Do this = Give the material again in full, matching it exactly.

########

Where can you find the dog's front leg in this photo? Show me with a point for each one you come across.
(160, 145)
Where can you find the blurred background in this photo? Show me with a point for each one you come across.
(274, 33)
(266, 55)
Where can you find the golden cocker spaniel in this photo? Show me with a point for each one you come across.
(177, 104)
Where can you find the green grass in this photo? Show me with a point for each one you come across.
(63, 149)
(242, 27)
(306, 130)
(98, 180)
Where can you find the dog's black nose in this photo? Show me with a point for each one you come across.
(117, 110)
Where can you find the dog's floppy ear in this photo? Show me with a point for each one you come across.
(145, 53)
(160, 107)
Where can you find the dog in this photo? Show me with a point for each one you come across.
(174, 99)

########

Result =
Where can you find the dog's front leg in this photo? Show me with a point for each one you come across.
(160, 145)
Where can you find the blurred background in this photo? Show me with a point for each one you come across.
(274, 33)
(266, 55)
Where can you find the golden cocker spaniel in this photo? Show me with a point for each one you come across.
(177, 104)
Where can you find the green grass in this photo? Show me with a point for each one you come across.
(63, 149)
(242, 27)
(306, 130)
(98, 180)
Where can you find the dog's black nose in this photo? Show me with a point for each one you come across.
(117, 110)
Where can you find the dog's floppy ear in this photo? Show me with a point for each one you come across.
(145, 53)
(160, 107)
Where can you find the dog in this photo? Show me with a point for each one you come across.
(174, 99)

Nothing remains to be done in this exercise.